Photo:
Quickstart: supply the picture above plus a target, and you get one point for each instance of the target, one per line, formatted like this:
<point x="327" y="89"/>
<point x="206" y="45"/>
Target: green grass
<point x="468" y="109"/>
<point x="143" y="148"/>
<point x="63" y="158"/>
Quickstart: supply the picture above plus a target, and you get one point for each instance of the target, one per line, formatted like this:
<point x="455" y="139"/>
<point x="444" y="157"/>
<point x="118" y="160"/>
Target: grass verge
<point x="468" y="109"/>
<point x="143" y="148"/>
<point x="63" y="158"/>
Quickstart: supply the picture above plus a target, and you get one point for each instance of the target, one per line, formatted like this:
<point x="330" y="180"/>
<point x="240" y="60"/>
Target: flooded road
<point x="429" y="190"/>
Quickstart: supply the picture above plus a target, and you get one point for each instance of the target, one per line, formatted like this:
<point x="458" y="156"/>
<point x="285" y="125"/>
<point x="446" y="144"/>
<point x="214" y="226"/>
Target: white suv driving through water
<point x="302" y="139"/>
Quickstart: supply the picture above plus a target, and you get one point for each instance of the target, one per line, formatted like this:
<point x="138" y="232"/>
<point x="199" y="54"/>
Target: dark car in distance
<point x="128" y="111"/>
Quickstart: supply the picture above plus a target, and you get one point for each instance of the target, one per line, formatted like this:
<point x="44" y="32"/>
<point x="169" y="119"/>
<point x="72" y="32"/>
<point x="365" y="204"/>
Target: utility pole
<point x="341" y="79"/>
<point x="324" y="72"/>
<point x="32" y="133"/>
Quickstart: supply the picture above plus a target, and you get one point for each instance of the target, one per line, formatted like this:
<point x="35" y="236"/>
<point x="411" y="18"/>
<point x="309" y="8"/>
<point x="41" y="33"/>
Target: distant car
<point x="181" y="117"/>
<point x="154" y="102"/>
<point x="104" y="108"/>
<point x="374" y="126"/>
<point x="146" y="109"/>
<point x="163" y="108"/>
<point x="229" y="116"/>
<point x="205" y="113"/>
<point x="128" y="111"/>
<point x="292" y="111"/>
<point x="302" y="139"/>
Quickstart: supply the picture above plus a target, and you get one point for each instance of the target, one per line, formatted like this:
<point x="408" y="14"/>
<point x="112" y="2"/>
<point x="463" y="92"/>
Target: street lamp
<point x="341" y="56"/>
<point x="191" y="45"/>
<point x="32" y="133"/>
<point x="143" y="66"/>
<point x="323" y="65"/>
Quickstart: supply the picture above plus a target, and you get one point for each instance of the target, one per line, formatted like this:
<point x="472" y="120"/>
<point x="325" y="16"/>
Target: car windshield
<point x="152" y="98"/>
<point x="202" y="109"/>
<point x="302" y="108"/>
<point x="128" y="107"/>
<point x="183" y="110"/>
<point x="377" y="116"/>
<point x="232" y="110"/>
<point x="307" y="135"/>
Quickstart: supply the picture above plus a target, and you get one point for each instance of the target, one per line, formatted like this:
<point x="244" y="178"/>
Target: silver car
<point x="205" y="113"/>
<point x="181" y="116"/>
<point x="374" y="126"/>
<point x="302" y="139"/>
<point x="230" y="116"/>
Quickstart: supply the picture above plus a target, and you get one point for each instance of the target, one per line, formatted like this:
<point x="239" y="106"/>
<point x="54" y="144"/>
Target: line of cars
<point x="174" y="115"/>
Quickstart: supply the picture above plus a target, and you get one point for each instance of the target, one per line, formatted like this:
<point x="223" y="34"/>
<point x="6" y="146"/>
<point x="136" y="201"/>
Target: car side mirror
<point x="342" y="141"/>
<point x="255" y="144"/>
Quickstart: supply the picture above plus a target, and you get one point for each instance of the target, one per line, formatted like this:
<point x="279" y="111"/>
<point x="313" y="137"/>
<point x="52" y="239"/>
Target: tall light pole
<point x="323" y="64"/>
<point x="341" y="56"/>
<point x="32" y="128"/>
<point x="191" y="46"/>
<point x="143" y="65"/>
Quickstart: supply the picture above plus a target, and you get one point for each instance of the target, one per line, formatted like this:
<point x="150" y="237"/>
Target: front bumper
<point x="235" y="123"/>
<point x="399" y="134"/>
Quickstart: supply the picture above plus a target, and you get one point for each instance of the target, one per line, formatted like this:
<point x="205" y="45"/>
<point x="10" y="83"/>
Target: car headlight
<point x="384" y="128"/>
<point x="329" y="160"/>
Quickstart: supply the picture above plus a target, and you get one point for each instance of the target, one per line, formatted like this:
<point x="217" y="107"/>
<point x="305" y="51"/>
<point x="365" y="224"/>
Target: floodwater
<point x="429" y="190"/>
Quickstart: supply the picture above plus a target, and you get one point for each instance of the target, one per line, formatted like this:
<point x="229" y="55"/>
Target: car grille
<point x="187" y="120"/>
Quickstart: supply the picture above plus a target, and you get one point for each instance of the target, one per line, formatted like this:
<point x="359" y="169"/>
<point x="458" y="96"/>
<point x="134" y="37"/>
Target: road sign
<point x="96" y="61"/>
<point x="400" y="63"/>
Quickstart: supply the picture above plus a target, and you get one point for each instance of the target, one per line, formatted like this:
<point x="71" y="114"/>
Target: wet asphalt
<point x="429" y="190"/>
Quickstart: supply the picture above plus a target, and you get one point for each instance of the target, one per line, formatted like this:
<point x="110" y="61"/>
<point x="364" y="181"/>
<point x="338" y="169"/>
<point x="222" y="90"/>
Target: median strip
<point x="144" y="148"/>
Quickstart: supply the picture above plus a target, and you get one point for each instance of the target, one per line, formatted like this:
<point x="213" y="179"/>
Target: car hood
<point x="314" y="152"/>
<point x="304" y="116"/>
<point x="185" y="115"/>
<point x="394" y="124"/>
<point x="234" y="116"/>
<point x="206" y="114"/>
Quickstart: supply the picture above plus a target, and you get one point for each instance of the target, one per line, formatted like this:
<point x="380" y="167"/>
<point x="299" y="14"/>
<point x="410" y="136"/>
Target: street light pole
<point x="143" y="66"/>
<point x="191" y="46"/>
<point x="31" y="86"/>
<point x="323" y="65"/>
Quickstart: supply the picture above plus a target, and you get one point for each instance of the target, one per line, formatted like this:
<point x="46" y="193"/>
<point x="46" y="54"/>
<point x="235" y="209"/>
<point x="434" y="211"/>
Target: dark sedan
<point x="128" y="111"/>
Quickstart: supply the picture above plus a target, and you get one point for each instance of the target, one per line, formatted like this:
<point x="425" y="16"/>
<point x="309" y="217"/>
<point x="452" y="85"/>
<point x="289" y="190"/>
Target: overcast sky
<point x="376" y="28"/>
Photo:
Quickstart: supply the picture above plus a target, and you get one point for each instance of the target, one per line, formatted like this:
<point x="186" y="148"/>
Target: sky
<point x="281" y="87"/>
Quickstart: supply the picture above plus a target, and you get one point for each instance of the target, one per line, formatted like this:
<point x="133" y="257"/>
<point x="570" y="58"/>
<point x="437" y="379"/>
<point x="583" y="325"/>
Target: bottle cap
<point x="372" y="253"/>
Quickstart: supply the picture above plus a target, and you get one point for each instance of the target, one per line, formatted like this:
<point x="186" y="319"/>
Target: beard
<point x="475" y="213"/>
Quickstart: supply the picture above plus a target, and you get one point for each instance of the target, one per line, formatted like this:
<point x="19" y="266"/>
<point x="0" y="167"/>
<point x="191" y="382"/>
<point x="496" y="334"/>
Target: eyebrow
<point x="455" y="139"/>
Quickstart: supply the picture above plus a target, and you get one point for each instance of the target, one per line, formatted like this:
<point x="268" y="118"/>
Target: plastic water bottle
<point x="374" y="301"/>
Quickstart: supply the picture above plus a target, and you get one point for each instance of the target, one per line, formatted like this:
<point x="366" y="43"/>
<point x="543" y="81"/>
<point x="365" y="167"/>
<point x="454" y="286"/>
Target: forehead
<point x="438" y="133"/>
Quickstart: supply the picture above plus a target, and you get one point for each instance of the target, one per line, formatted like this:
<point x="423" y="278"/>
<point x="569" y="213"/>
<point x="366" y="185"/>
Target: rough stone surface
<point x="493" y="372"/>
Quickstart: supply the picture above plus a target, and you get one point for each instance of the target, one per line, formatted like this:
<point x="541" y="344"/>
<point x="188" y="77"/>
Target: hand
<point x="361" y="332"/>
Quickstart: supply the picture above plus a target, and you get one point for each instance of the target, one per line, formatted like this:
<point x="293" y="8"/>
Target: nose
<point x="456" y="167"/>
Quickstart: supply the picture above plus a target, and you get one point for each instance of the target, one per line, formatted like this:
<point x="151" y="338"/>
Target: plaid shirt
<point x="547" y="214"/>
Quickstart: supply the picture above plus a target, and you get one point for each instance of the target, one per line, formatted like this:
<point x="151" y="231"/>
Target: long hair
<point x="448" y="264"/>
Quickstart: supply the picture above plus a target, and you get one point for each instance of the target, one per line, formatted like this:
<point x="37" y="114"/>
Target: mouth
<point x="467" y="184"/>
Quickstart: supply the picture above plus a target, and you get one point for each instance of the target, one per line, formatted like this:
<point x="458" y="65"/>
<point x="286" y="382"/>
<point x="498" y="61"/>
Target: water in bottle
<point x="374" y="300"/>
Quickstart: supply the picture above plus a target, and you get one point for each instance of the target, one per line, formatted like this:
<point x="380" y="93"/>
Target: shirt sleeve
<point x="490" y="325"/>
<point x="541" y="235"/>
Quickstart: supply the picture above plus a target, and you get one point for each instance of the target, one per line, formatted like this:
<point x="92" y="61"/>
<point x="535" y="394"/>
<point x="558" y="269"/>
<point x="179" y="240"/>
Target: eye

* _Direction_
Report how many lines of the items above contain the string "grass", giving only the number.

* _Full solution_
2